--- Start Data supplied ---

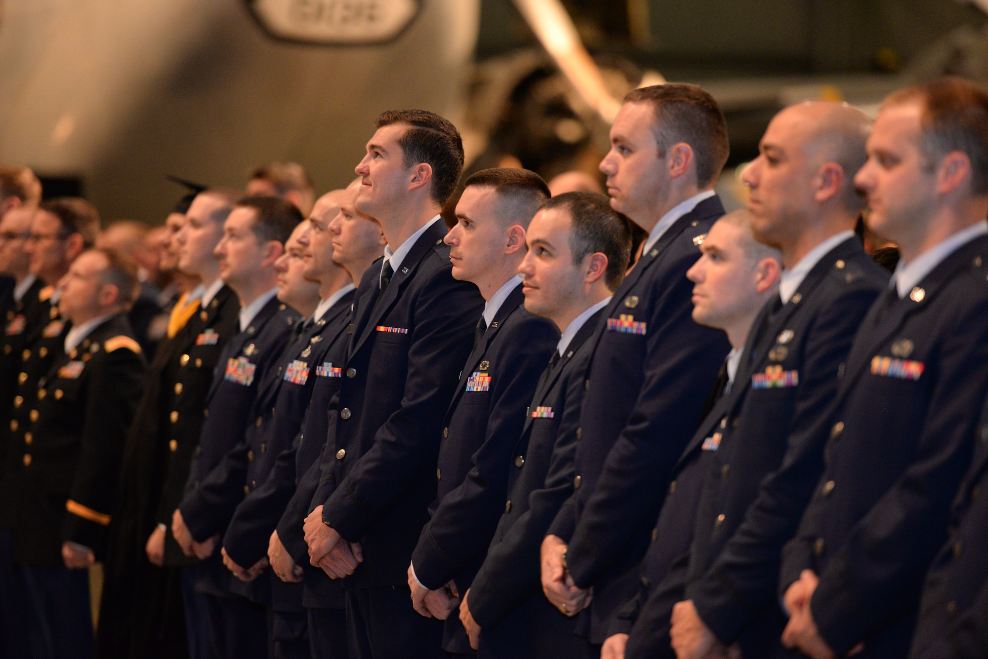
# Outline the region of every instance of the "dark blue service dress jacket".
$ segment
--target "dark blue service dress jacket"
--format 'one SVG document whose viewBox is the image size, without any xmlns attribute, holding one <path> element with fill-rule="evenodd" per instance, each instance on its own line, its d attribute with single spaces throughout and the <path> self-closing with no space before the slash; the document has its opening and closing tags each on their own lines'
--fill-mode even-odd
<svg viewBox="0 0 988 659">
<path fill-rule="evenodd" d="M 923 587 L 913 659 L 988 652 L 988 402 L 974 437 L 974 460 L 950 508 L 949 538 Z"/>
<path fill-rule="evenodd" d="M 242 567 L 268 554 L 271 533 L 295 491 L 295 442 L 319 377 L 342 377 L 339 366 L 327 366 L 327 353 L 346 343 L 353 292 L 343 295 L 318 321 L 298 324 L 294 340 L 286 348 L 278 368 L 269 372 L 251 410 L 247 425 L 244 496 L 223 536 L 223 549 Z M 322 409 L 325 415 L 326 410 Z M 271 570 L 244 583 L 232 577 L 230 590 L 276 610 L 301 610 L 301 584 L 285 583 Z"/>
<path fill-rule="evenodd" d="M 323 504 L 323 521 L 364 549 L 344 588 L 407 588 L 412 550 L 436 498 L 443 419 L 483 310 L 477 287 L 453 278 L 445 235 L 446 226 L 434 223 L 382 293 L 380 260 L 357 291 L 347 377 L 337 394 L 336 453 L 323 453 L 313 498 Z"/>
<path fill-rule="evenodd" d="M 436 501 L 412 553 L 427 588 L 453 580 L 462 595 L 470 587 L 504 512 L 526 409 L 558 341 L 554 323 L 525 310 L 518 281 L 470 352 L 443 421 Z M 446 621 L 443 649 L 469 654 L 458 611 Z"/>
<path fill-rule="evenodd" d="M 573 456 L 591 343 L 604 319 L 592 315 L 539 378 L 513 446 L 508 500 L 468 604 L 481 626 L 479 656 L 549 659 L 574 656 L 576 621 L 542 594 L 539 549 L 545 531 L 573 493 Z"/>
<path fill-rule="evenodd" d="M 248 459 L 241 451 L 258 388 L 291 336 L 298 314 L 271 298 L 243 331 L 230 337 L 219 356 L 206 399 L 202 434 L 179 505 L 197 542 L 226 531 L 244 497 Z M 219 548 L 199 563 L 196 587 L 217 596 L 229 594 L 230 572 Z"/>
<path fill-rule="evenodd" d="M 576 492 L 549 533 L 568 544 L 576 584 L 594 587 L 581 633 L 607 638 L 608 620 L 634 592 L 670 475 L 700 424 L 729 350 L 724 333 L 693 322 L 686 271 L 724 214 L 717 196 L 679 218 L 615 292 L 594 343 L 576 452 Z"/>
<path fill-rule="evenodd" d="M 810 610 L 838 654 L 905 656 L 923 578 L 947 539 L 988 388 L 988 237 L 900 299 L 882 294 L 848 356 L 826 469 L 785 548 L 780 590 L 820 576 Z"/>
</svg>

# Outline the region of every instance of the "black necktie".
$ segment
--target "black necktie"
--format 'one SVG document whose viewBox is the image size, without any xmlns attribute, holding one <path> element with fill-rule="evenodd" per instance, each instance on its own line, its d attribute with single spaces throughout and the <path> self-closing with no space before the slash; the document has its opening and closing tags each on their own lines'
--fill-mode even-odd
<svg viewBox="0 0 988 659">
<path fill-rule="evenodd" d="M 477 329 L 473 330 L 473 349 L 476 350 L 477 346 L 480 345 L 480 341 L 484 338 L 484 332 L 487 331 L 487 323 L 484 321 L 484 317 L 481 316 L 480 320 L 477 321 Z"/>
<path fill-rule="evenodd" d="M 720 365 L 720 370 L 717 371 L 717 379 L 713 381 L 713 388 L 710 389 L 710 393 L 706 396 L 706 403 L 703 403 L 703 414 L 701 418 L 705 418 L 706 415 L 713 409 L 713 405 L 717 404 L 717 401 L 720 397 L 724 395 L 724 390 L 727 388 L 727 383 L 730 382 L 730 378 L 727 376 L 727 360 Z"/>
</svg>

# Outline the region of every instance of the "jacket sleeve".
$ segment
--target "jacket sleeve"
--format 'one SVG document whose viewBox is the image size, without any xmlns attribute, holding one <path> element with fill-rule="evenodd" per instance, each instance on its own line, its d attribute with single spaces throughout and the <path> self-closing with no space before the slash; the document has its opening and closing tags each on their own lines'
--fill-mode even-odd
<svg viewBox="0 0 988 659">
<path fill-rule="evenodd" d="M 237 565 L 249 567 L 268 555 L 271 534 L 295 492 L 298 437 L 278 455 L 268 479 L 244 497 L 223 535 L 223 549 Z M 283 543 L 284 544 L 284 543 Z"/>
<path fill-rule="evenodd" d="M 823 473 L 838 373 L 875 295 L 870 288 L 843 295 L 810 327 L 780 468 L 763 479 L 744 522 L 711 568 L 688 588 L 700 619 L 725 643 L 734 642 L 765 607 L 777 606 L 782 549 L 795 534 Z"/>
<path fill-rule="evenodd" d="M 641 390 L 569 543 L 566 564 L 581 588 L 624 559 L 655 524 L 672 470 L 727 354 L 722 331 L 693 322 L 692 282 L 678 277 L 668 286 L 648 319 Z"/>
<path fill-rule="evenodd" d="M 62 540 L 100 553 L 112 511 L 127 429 L 144 388 L 144 359 L 118 348 L 93 360 L 78 467 L 65 506 Z"/>
<path fill-rule="evenodd" d="M 900 615 L 946 540 L 949 507 L 970 463 L 988 384 L 983 307 L 950 320 L 928 412 L 910 467 L 851 530 L 810 600 L 820 635 L 838 654 Z M 965 422 L 958 422 L 964 419 Z"/>
<path fill-rule="evenodd" d="M 324 504 L 323 521 L 350 542 L 436 468 L 439 428 L 457 383 L 450 374 L 466 361 L 481 312 L 476 286 L 456 281 L 450 270 L 438 269 L 415 301 L 401 406 Z"/>
<path fill-rule="evenodd" d="M 497 528 L 508 496 L 506 466 L 525 426 L 525 408 L 535 395 L 549 355 L 559 340 L 554 326 L 532 317 L 505 337 L 513 346 L 502 357 L 506 368 L 494 383 L 484 443 L 473 455 L 473 468 L 439 503 L 422 529 L 412 553 L 415 574 L 438 589 L 468 563 L 482 557 Z M 506 328 L 507 329 L 507 328 Z"/>
<path fill-rule="evenodd" d="M 470 613 L 482 628 L 503 621 L 526 599 L 541 590 L 539 551 L 546 530 L 559 507 L 573 493 L 576 429 L 583 403 L 583 371 L 566 383 L 566 406 L 545 484 L 529 494 L 529 510 L 490 548 L 470 586 Z"/>
</svg>

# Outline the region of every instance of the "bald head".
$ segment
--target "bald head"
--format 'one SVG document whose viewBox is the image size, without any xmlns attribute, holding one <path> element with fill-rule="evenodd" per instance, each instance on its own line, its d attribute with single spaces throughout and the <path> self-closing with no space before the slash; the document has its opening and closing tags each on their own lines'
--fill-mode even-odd
<svg viewBox="0 0 988 659">
<path fill-rule="evenodd" d="M 855 188 L 855 175 L 867 160 L 864 143 L 871 132 L 870 117 L 846 103 L 805 101 L 782 110 L 773 121 L 777 119 L 790 124 L 793 146 L 801 148 L 811 166 L 840 166 L 844 184 L 838 196 L 848 210 L 861 210 L 864 200 Z"/>
</svg>

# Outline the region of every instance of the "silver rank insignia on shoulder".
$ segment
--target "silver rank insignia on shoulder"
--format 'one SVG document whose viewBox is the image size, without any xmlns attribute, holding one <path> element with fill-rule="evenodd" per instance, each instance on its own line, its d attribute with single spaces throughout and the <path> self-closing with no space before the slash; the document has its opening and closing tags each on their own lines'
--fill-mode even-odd
<svg viewBox="0 0 988 659">
<path fill-rule="evenodd" d="M 789 349 L 784 345 L 777 345 L 769 350 L 769 359 L 772 361 L 782 361 L 789 354 Z"/>
<path fill-rule="evenodd" d="M 900 338 L 892 343 L 892 354 L 896 357 L 908 357 L 913 353 L 913 342 L 908 338 Z"/>
</svg>

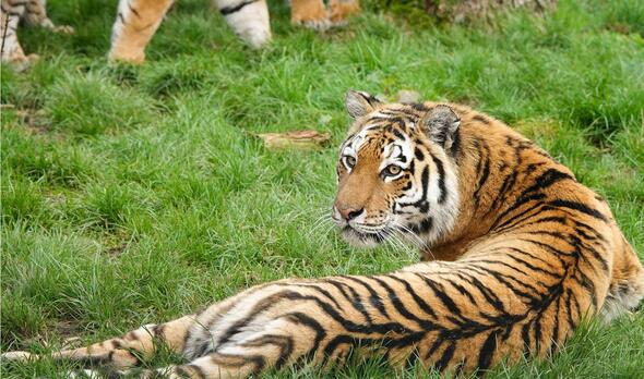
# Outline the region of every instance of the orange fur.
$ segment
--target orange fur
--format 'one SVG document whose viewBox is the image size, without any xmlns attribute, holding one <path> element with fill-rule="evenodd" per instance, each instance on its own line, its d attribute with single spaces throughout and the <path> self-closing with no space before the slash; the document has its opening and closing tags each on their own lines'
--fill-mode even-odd
<svg viewBox="0 0 644 379">
<path fill-rule="evenodd" d="M 547 357 L 584 318 L 610 320 L 644 297 L 644 269 L 606 201 L 534 143 L 464 106 L 383 105 L 361 93 L 346 105 L 355 122 L 334 219 L 356 244 L 407 235 L 427 261 L 258 285 L 55 358 L 122 367 L 158 339 L 190 362 L 142 375 L 239 378 L 342 364 L 351 351 L 474 372 Z"/>
</svg>

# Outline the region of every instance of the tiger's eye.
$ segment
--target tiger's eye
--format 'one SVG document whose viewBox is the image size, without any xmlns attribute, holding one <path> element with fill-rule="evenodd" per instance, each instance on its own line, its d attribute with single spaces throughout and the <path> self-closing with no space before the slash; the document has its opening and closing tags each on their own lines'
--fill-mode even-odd
<svg viewBox="0 0 644 379">
<path fill-rule="evenodd" d="M 395 164 L 390 164 L 386 168 L 384 168 L 384 173 L 387 176 L 395 176 L 395 175 L 399 174 L 401 171 L 403 171 L 403 169 L 401 169 L 399 166 L 395 166 Z"/>
<path fill-rule="evenodd" d="M 345 164 L 346 164 L 346 166 L 347 166 L 349 169 L 353 169 L 353 168 L 354 168 L 354 166 L 356 166 L 356 158 L 355 158 L 355 157 L 351 157 L 351 156 L 346 156 L 346 157 L 344 157 L 344 161 L 345 161 Z"/>
</svg>

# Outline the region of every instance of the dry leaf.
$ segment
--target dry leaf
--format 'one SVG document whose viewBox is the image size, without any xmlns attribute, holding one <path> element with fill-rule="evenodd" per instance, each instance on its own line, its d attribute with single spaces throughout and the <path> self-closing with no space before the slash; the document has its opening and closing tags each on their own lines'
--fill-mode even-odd
<svg viewBox="0 0 644 379">
<path fill-rule="evenodd" d="M 258 134 L 267 148 L 314 149 L 321 148 L 331 139 L 331 134 L 317 131 L 296 131 L 287 133 Z"/>
</svg>

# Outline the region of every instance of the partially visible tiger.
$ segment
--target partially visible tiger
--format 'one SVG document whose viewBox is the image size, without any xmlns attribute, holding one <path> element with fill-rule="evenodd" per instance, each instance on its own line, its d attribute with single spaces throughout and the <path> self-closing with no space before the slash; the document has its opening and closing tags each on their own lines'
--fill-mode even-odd
<svg viewBox="0 0 644 379">
<path fill-rule="evenodd" d="M 145 46 L 172 3 L 174 0 L 120 0 L 109 58 L 142 63 Z M 214 3 L 235 33 L 252 47 L 271 39 L 266 0 L 214 0 Z M 322 0 L 291 0 L 291 22 L 324 29 L 359 10 L 359 0 L 329 0 L 329 10 Z"/>
<path fill-rule="evenodd" d="M 24 66 L 38 58 L 25 56 L 17 40 L 17 24 L 24 19 L 29 25 L 40 25 L 59 33 L 73 33 L 71 26 L 56 26 L 47 16 L 47 0 L 2 0 L 0 7 L 1 59 Z"/>
<path fill-rule="evenodd" d="M 339 149 L 333 219 L 353 244 L 397 234 L 429 261 L 257 285 L 53 358 L 110 365 L 110 377 L 242 378 L 342 364 L 353 351 L 484 372 L 504 358 L 547 356 L 585 317 L 609 321 L 637 307 L 644 269 L 608 205 L 534 143 L 458 105 L 384 105 L 349 91 L 346 108 L 354 122 Z M 190 362 L 130 368 L 159 341 Z"/>
</svg>

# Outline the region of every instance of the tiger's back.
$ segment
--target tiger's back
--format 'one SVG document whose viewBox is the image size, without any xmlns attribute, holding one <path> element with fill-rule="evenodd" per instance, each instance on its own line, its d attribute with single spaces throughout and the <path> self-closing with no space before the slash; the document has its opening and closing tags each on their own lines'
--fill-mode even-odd
<svg viewBox="0 0 644 379">
<path fill-rule="evenodd" d="M 351 351 L 472 372 L 545 357 L 584 318 L 609 320 L 644 296 L 644 269 L 606 201 L 534 143 L 456 105 L 383 105 L 350 91 L 346 106 L 354 123 L 341 147 L 335 222 L 356 245 L 406 237 L 427 261 L 258 285 L 55 358 L 124 375 L 159 339 L 190 360 L 156 370 L 170 377 L 327 366 Z"/>
</svg>

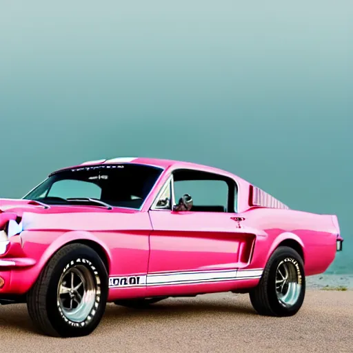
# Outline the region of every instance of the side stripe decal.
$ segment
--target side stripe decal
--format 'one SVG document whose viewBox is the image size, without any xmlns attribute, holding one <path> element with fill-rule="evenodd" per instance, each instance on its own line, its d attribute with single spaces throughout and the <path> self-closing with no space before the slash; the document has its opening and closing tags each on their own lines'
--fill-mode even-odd
<svg viewBox="0 0 353 353">
<path fill-rule="evenodd" d="M 137 288 L 177 284 L 197 284 L 241 279 L 259 279 L 263 270 L 232 270 L 151 273 L 129 276 L 110 276 L 109 288 Z"/>
</svg>

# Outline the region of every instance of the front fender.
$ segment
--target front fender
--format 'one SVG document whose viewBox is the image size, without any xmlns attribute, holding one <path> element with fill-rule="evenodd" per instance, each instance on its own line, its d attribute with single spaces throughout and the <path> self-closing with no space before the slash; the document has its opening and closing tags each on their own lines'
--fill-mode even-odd
<svg viewBox="0 0 353 353">
<path fill-rule="evenodd" d="M 79 242 L 80 241 L 92 241 L 100 245 L 105 253 L 108 265 L 110 267 L 112 261 L 112 254 L 105 244 L 104 244 L 99 238 L 95 236 L 92 233 L 90 233 L 89 232 L 72 230 L 67 232 L 59 237 L 57 238 L 47 248 L 46 251 L 43 253 L 43 255 L 41 256 L 39 261 L 38 262 L 38 266 L 41 268 L 41 270 L 44 268 L 46 264 L 52 257 L 55 252 L 57 252 L 60 248 L 70 243 Z"/>
</svg>

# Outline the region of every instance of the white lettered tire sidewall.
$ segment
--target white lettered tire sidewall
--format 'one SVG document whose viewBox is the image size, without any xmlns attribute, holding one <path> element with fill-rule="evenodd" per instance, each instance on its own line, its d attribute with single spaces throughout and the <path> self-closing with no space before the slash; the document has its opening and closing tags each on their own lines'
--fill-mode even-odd
<svg viewBox="0 0 353 353">
<path fill-rule="evenodd" d="M 74 322 L 63 312 L 58 294 L 63 274 L 78 264 L 84 270 L 82 273 L 90 274 L 95 296 L 92 301 L 92 308 L 84 310 L 79 322 Z M 94 290 L 90 295 L 93 297 Z M 58 250 L 48 262 L 28 293 L 27 305 L 34 324 L 43 333 L 59 337 L 86 336 L 99 323 L 105 310 L 108 295 L 108 271 L 99 255 L 86 245 L 70 243 Z"/>
<path fill-rule="evenodd" d="M 90 260 L 85 259 L 85 256 L 82 258 L 77 258 L 76 260 L 72 260 L 70 261 L 66 266 L 65 266 L 63 270 L 62 271 L 61 278 L 64 276 L 68 271 L 74 268 L 77 265 L 83 265 L 90 270 L 93 276 L 93 279 L 94 281 L 94 286 L 96 289 L 96 295 L 94 302 L 92 303 L 92 308 L 90 309 L 88 315 L 86 316 L 85 320 L 82 321 L 77 322 L 70 320 L 68 317 L 65 316 L 64 312 L 61 310 L 61 306 L 60 304 L 60 301 L 59 298 L 57 300 L 57 307 L 59 310 L 60 315 L 61 316 L 62 319 L 68 325 L 74 327 L 83 327 L 90 324 L 92 320 L 94 318 L 97 310 L 99 307 L 99 304 L 101 303 L 101 279 L 99 277 L 99 274 L 98 273 L 97 269 L 95 266 L 93 265 L 93 263 Z"/>
<path fill-rule="evenodd" d="M 304 301 L 305 279 L 303 260 L 299 254 L 292 249 L 288 250 L 283 248 L 278 249 L 279 251 L 273 259 L 269 274 L 268 291 L 272 310 L 279 316 L 291 316 L 298 312 Z M 301 285 L 301 292 L 298 299 L 295 303 L 289 307 L 285 306 L 278 299 L 275 285 L 277 269 L 281 265 L 287 262 L 290 262 L 294 265 L 296 272 L 298 283 Z"/>
</svg>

--- End Data supplied ---

**What you are asked to do**
Copy the data from its start through the line containing "248 459 L 241", inclusive, with the requests included and the pictures left out. Offset every number in the answers, both the viewBox dimensions and the path coordinates, by -65.

**Expected answer**
# Outline the region of every instance of the "dark blue service dress jacket".
$ segment
--target "dark blue service dress jacket"
--format 'one SVG document whose viewBox is the image size, without any xmlns attribute, holding one <path> element with fill-rule="evenodd" per instance, each instance on its own line, its d attribute with single spaces throughout and the <path> self-closing with no space before the slash; the document has its opening and closing tags each on their own lines'
--fill-mode even-odd
<svg viewBox="-65 -65 923 594">
<path fill-rule="evenodd" d="M 858 522 L 848 594 L 923 587 L 923 337 L 909 372 L 909 395 L 885 443 L 884 473 Z"/>
<path fill-rule="evenodd" d="M 177 502 L 203 489 L 206 468 L 230 426 L 230 377 L 254 312 L 277 312 L 274 301 L 262 301 L 262 288 L 281 278 L 288 227 L 278 230 L 253 256 L 233 259 L 229 275 L 221 283 L 213 303 L 204 307 L 186 345 L 182 360 L 179 431 L 158 471 L 158 484 Z M 257 344 L 260 350 L 261 345 Z M 206 505 L 179 518 L 167 512 L 165 525 L 211 545 L 236 545 L 236 519 L 220 518 Z"/>
<path fill-rule="evenodd" d="M 258 439 L 258 456 L 299 484 L 279 523 L 342 523 L 347 485 L 371 433 L 378 354 L 418 245 L 412 222 L 388 213 L 380 170 L 381 161 L 369 158 L 317 228 L 315 195 L 292 226 L 282 312 L 272 329 L 271 388 L 258 388 L 248 433 Z"/>
<path fill-rule="evenodd" d="M 371 436 L 347 488 L 362 523 L 388 515 L 397 530 L 405 522 L 439 447 L 461 344 L 493 276 L 489 258 L 460 245 L 453 216 L 405 287 L 378 356 Z M 381 556 L 378 584 L 404 589 L 393 546 Z"/>
<path fill-rule="evenodd" d="M 508 391 L 526 278 L 539 254 L 527 250 L 474 313 L 448 381 L 443 435 L 403 539 L 416 561 L 414 591 L 484 594 L 509 591 L 511 556 L 477 529 L 474 484 L 480 466 L 508 428 Z"/>
<path fill-rule="evenodd" d="M 183 394 L 176 386 L 193 323 L 226 271 L 233 249 L 206 233 L 178 266 L 165 272 L 154 291 L 141 334 L 137 369 L 114 440 L 132 477 L 161 466 L 179 432 Z M 154 483 L 134 498 L 131 522 L 152 531 L 164 529 L 165 507 Z"/>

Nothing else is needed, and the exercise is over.